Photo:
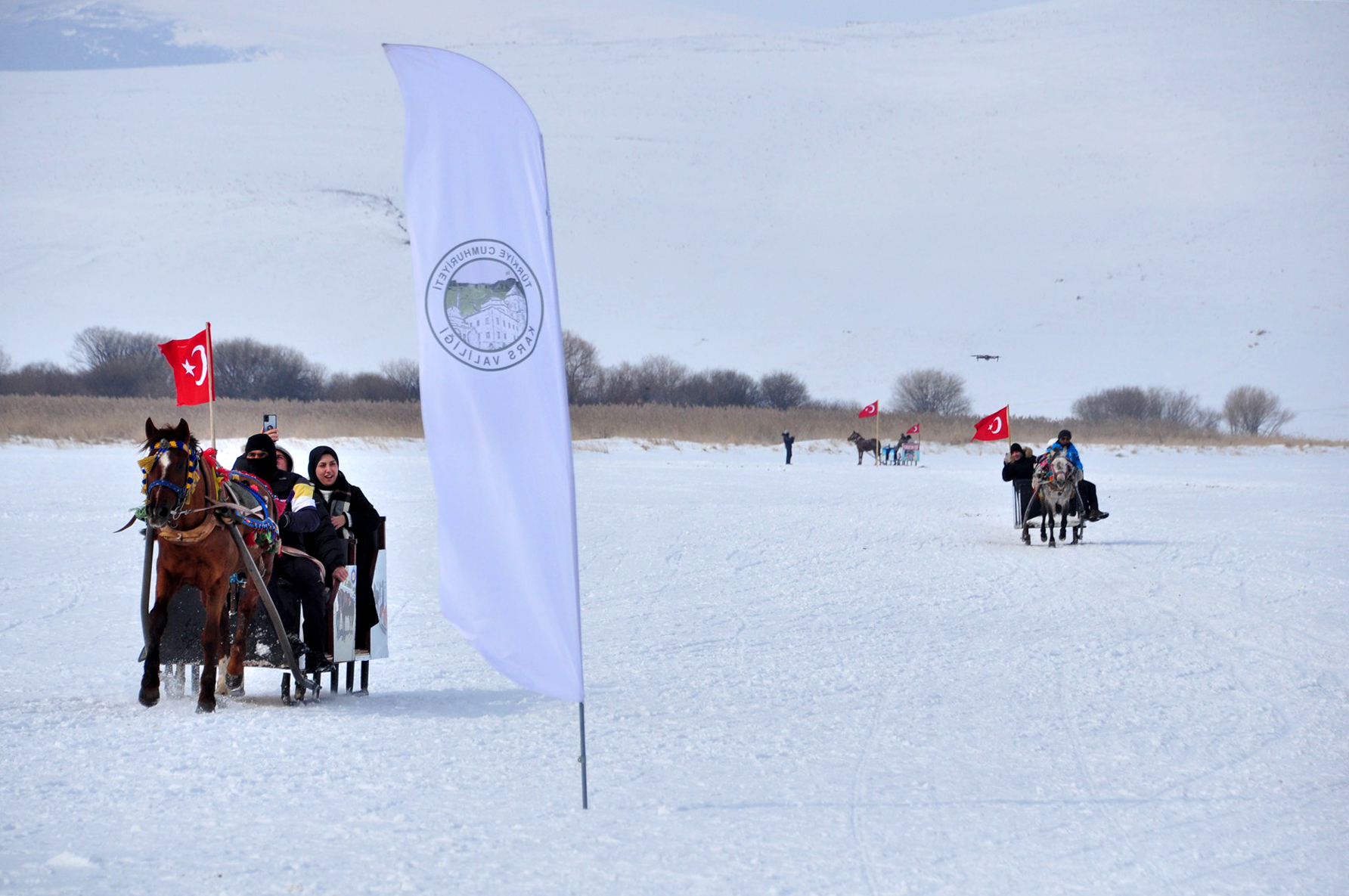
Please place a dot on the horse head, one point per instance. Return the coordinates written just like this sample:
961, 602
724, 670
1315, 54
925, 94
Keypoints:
172, 470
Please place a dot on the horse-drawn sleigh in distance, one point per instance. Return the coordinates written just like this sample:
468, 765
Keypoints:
1053, 495
218, 535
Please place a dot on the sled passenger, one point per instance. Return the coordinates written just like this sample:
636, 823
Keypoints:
354, 519
1019, 469
1087, 490
299, 583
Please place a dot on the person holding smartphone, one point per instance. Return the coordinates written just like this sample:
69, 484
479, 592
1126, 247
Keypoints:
299, 583
354, 519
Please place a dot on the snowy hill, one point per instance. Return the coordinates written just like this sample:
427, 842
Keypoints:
1101, 192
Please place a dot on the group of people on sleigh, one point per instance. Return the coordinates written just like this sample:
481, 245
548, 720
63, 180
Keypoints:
1019, 469
318, 517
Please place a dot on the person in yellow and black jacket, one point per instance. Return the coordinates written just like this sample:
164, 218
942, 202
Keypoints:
299, 583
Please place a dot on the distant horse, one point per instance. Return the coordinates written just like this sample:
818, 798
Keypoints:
194, 550
1055, 485
865, 445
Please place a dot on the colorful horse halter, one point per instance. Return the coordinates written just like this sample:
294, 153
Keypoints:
194, 473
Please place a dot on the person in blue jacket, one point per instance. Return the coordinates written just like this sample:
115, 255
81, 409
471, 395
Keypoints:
1087, 490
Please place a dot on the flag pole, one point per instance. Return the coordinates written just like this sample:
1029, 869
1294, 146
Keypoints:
211, 366
581, 760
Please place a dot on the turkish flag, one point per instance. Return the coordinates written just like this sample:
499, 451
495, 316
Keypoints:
192, 370
992, 428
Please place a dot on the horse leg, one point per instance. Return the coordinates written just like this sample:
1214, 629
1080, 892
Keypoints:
222, 687
165, 588
213, 597
235, 668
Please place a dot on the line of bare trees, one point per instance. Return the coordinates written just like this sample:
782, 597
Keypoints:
660, 380
1247, 411
116, 363
113, 362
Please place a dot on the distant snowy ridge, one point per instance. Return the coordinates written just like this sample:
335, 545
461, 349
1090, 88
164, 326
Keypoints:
1101, 192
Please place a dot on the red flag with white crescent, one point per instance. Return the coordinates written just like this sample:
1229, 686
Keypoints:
992, 428
192, 367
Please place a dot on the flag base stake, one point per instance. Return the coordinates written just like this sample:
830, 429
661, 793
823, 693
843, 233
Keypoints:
581, 760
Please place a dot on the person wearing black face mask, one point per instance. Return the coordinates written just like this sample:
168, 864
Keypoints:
299, 582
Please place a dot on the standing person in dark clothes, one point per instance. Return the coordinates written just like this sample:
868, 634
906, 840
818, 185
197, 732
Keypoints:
1019, 469
354, 519
299, 583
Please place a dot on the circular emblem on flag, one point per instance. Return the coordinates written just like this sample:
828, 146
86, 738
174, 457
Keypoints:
483, 305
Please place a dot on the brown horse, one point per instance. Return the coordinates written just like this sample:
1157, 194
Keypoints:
194, 550
865, 445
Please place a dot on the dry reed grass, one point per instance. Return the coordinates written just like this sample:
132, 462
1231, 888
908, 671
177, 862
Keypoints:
101, 420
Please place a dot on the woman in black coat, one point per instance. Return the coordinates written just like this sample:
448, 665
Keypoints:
356, 519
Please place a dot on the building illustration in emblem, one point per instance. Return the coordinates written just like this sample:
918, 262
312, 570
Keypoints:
487, 316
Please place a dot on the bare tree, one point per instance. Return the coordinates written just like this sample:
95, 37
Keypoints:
930, 392
113, 362
719, 389
249, 369
1252, 411
405, 374
363, 388
1135, 402
783, 390
583, 369
621, 385
659, 380
43, 378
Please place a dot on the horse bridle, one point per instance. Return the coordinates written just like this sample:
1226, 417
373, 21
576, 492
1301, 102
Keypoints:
184, 493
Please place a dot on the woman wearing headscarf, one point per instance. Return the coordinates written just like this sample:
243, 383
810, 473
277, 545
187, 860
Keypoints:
356, 519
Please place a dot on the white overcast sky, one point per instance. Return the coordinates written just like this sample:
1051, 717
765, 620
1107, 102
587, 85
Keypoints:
829, 14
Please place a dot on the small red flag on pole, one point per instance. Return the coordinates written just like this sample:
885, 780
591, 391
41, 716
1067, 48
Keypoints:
192, 367
992, 428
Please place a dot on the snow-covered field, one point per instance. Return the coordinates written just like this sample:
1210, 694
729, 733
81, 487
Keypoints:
819, 679
1163, 180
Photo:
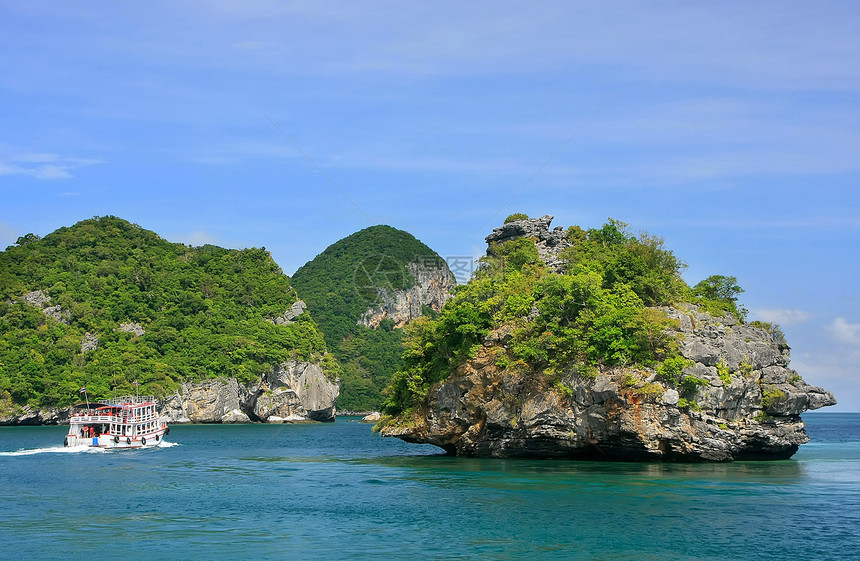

**Written problem**
Select and copy every line of the records that contains the word "emblem", matching case exactly.

**Solution for this problem**
Please place a dot on the circular emblem on flag, one point per instance. Return the coordinates written just like this sample:
Please place a dot on the building illustration in emblem, one point per instance. Return the coordinates written just like this sample:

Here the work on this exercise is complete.